All records are to be restated exactly, each line as it reads.
··· AVAILABLE DATA ···
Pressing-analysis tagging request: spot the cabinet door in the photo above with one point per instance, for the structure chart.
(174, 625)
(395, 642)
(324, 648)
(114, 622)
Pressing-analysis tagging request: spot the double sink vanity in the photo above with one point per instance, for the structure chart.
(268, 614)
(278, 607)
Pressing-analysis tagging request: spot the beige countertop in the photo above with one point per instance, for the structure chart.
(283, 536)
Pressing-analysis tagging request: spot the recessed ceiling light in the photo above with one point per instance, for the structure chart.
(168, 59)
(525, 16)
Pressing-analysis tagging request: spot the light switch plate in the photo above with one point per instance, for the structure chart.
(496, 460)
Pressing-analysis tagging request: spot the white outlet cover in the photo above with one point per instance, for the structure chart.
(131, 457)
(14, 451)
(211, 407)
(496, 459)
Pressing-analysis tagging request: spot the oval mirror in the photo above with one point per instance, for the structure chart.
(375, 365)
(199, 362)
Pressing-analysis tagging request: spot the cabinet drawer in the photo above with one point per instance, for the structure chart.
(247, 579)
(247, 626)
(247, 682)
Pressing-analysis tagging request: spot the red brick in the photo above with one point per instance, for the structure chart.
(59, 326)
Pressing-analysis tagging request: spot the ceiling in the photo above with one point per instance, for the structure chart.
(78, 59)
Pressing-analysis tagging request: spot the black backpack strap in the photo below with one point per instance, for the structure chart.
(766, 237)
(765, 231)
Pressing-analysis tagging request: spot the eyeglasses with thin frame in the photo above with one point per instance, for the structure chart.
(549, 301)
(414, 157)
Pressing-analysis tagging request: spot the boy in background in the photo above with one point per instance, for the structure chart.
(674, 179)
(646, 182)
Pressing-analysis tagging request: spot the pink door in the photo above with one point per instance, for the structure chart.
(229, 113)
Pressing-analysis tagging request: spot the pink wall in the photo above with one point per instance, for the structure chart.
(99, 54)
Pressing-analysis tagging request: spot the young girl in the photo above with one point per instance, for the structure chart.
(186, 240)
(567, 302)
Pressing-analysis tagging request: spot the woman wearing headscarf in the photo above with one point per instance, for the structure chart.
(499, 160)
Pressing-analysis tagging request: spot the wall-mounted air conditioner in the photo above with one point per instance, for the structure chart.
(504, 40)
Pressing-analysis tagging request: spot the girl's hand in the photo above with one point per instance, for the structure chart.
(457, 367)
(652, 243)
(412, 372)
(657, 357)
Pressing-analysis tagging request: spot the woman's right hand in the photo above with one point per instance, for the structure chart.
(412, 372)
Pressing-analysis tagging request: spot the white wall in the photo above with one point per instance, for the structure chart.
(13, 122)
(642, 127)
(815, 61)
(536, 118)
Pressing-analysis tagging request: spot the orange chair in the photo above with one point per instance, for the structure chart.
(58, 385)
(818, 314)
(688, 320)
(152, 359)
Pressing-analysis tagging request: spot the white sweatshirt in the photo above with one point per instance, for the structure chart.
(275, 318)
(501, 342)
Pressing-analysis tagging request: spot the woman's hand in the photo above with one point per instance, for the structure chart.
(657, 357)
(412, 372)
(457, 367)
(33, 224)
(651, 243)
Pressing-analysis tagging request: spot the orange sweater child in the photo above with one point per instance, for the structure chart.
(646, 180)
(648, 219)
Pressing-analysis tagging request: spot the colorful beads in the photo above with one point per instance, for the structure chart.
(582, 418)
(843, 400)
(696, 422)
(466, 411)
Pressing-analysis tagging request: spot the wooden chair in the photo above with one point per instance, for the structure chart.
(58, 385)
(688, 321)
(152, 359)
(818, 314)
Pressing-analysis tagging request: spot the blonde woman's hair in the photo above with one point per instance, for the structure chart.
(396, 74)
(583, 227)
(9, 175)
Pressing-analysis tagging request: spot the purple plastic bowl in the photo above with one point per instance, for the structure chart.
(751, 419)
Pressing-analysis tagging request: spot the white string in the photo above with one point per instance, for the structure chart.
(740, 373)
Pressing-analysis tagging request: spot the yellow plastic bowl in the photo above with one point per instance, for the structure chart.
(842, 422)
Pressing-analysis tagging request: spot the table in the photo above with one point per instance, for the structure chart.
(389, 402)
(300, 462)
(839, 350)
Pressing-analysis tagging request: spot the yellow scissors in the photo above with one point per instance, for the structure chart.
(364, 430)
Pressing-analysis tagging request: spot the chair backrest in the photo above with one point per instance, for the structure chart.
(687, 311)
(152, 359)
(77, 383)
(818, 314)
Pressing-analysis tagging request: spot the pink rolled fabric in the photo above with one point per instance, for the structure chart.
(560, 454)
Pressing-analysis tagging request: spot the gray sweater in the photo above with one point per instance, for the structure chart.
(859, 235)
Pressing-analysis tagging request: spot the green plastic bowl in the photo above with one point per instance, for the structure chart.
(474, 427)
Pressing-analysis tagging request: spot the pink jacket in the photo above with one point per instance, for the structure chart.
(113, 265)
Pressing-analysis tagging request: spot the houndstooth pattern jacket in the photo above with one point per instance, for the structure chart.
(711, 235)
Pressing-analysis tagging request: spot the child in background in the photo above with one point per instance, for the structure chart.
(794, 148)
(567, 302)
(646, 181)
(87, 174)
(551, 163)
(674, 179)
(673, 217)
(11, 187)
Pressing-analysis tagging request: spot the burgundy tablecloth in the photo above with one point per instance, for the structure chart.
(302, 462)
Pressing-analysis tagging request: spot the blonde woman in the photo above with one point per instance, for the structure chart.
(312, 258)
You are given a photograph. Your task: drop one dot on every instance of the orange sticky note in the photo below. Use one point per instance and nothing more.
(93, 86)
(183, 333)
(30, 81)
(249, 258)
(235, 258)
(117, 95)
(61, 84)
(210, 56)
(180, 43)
···
RESULT FOR THIS TASK =>
Pressing-analysis tagging request: spot the cabinet door in the photo above with one point per instance, for the structure chart.
(174, 625)
(395, 642)
(324, 648)
(114, 622)
Pressing-analysis tagging request: spot the double sink vanity in the photo above with one point per instance, for the structure chart.
(268, 614)
(278, 607)
Pressing-analysis tagging request: spot the beige countertop in the photo above with one point per instance, for the structure chart.
(283, 536)
Pressing-analysis tagging request: spot the recessed ceiling light in the photo above with one point per instance, for the structure chart.
(168, 59)
(525, 16)
Pressing-analysis tagging request: spot the light switch plate in the photo above with one point per instance, for the structure chart.
(496, 460)
Pressing-analysis tagging request: spot the white outlet cover in the photo above with one point per instance, for the structure chart.
(131, 457)
(14, 451)
(211, 407)
(496, 459)
Pressing-analysis tagging request: spot the oval mirror in the photo above with one point per instance, for the structure chart.
(375, 365)
(199, 362)
Pressing-analysis tagging request: spot the cabinet drawer in the photo above with one point per instance, for the structure chart.
(247, 579)
(247, 626)
(247, 682)
Pressing-analysis tagging request: spot the red brick in the photo above with one point per instance, for the structure chart.
(59, 326)
Pressing-analysis tagging request: spot the ceiling in the photo above with one point per instance, for the structure chart.
(78, 59)
Pressing-analysis tagging request: spot the black backpack strap in the photo below with one point per instance, for the structure chart.
(766, 237)
(765, 231)
Pressing-analysis tagging request: spot the eyeglasses with thin frame in the photo above with one point per instance, for the structure chart.
(549, 301)
(414, 157)
Pressing-analysis tagging request: spot the boy in background in the photo above with one point per instance, for the structure chart.
(674, 179)
(646, 182)
Pressing-analysis tagging request: spot the pink door in the photo above with one point per instance, for the structure chart.
(229, 113)
Pressing-analysis tagging request: spot the pink wall in the photo above with one point per instance, for the structure chart.
(99, 54)
Pressing-analysis tagging request: spot the young girl in the photo above with one point per instance, for the structure chart.
(186, 240)
(567, 302)
Pressing-analysis tagging request: spot the woman wearing headscarf in the photo above with one point per instance, for the structure chart.
(499, 160)
Pressing-analysis tagging request: spot the wall-mounted air conditioner in the photo above with one point per instance, for the structure chart.
(504, 40)
Pressing-analysis tagging request: spot the girl's hand in the photo above with one point per instance, for the structure chart.
(457, 367)
(652, 243)
(412, 372)
(657, 357)
Pressing-analysis tagging request: spot the woman's right hand in the photo above with one point per instance, for the structure chart.
(412, 372)
Pressing-analysis tagging request: spot the white wall in the photo above with one point per instance, for the structure chart.
(13, 122)
(642, 127)
(815, 61)
(536, 118)
Pressing-analysis tagging request: spot the orange chair in the photo above with one point per instance, for the structure chart.
(58, 385)
(818, 314)
(688, 320)
(152, 359)
Pressing-analysis tagging request: spot the white sweatshirt in the photo above with one point per instance, for the structure chart.
(275, 318)
(501, 342)
Pressing-analysis tagging request: spot the woman's hand in the photo above with one point per instance, for the structure chart.
(657, 357)
(412, 372)
(457, 367)
(33, 224)
(651, 243)
Pressing-analysis tagging request: spot the orange sweater child in the photo above with one point per instance, for the structure chart.
(646, 180)
(648, 219)
Pressing-analysis tagging request: spot the colorful beads in the photo above with one point per instance, for the structure chart.
(582, 418)
(843, 400)
(696, 422)
(466, 411)
Pressing-analysis tagging request: spot the wooden chair in the photo above with one point per instance, for the structure chart.
(58, 385)
(688, 321)
(152, 359)
(818, 314)
Pressing-analysis tagging request: spot the blonde woman's hair in the photo above with one point per instance, for the structure chart.
(396, 74)
(583, 227)
(9, 175)
Pressing-analysis tagging request: spot the purple plastic bowl in the photo above with one point per instance, for the structure chart.
(751, 419)
Pressing-analysis tagging request: spot the white string in the photo above with one point per instance, for the structure chart.
(740, 373)
Pressing-analysis tagging request: spot the yellow plastic bowl in the photo above with one point per instance, for the structure chart.
(842, 422)
Pressing-analysis tagging request: spot the table in the photo above with one point per instance, for the structure chart.
(389, 402)
(300, 462)
(839, 350)
Pressing-analysis tagging request: spot the yellow scissors in the photo above with one point per instance, for the structure chart.
(364, 430)
Pressing-analysis tagging request: spot the chair backrest in the photo above with one point per instance, for the structure chart.
(687, 311)
(152, 359)
(77, 383)
(818, 314)
Pressing-analysis tagging request: spot the pink rolled fabric in the photo above with one point per instance, for the structure chart.
(560, 454)
Pressing-analysis tagging request: spot the gray sweater in the photo above with one point per instance, for the structure chart.
(859, 235)
Pressing-analysis tagging request: spot the green plastic bowl in the photo above with one point per instance, for the structure chart.
(474, 427)
Pressing-analysis tagging request: spot the pink jacket in the photo above with one point per instance, for the structure chart.
(113, 265)
Pressing-analysis tagging request: spot the houndstooth pattern jacket in the photo above with one point per instance, for the structure chart.
(711, 235)
Pressing-analysis tagging request: spot the child in background in the photo above with one point per instance, for the structure chart.
(794, 148)
(567, 302)
(646, 181)
(87, 174)
(551, 163)
(674, 179)
(673, 217)
(11, 187)
Pressing-analysis tagging request: spot the burgundy tablecloth in the photo above with one point per instance, for the structure chart.
(302, 462)
Pressing-analysis tagging request: spot the blonde woman in the photo above with one point per instance, for the structure chart.
(312, 258)
You are given a photograph. Your task: drop one dot on every instance of the orange sticky note in the photo below. Use one point per instance and nothing more.
(93, 86)
(183, 333)
(30, 81)
(249, 258)
(235, 258)
(117, 95)
(61, 84)
(210, 56)
(180, 43)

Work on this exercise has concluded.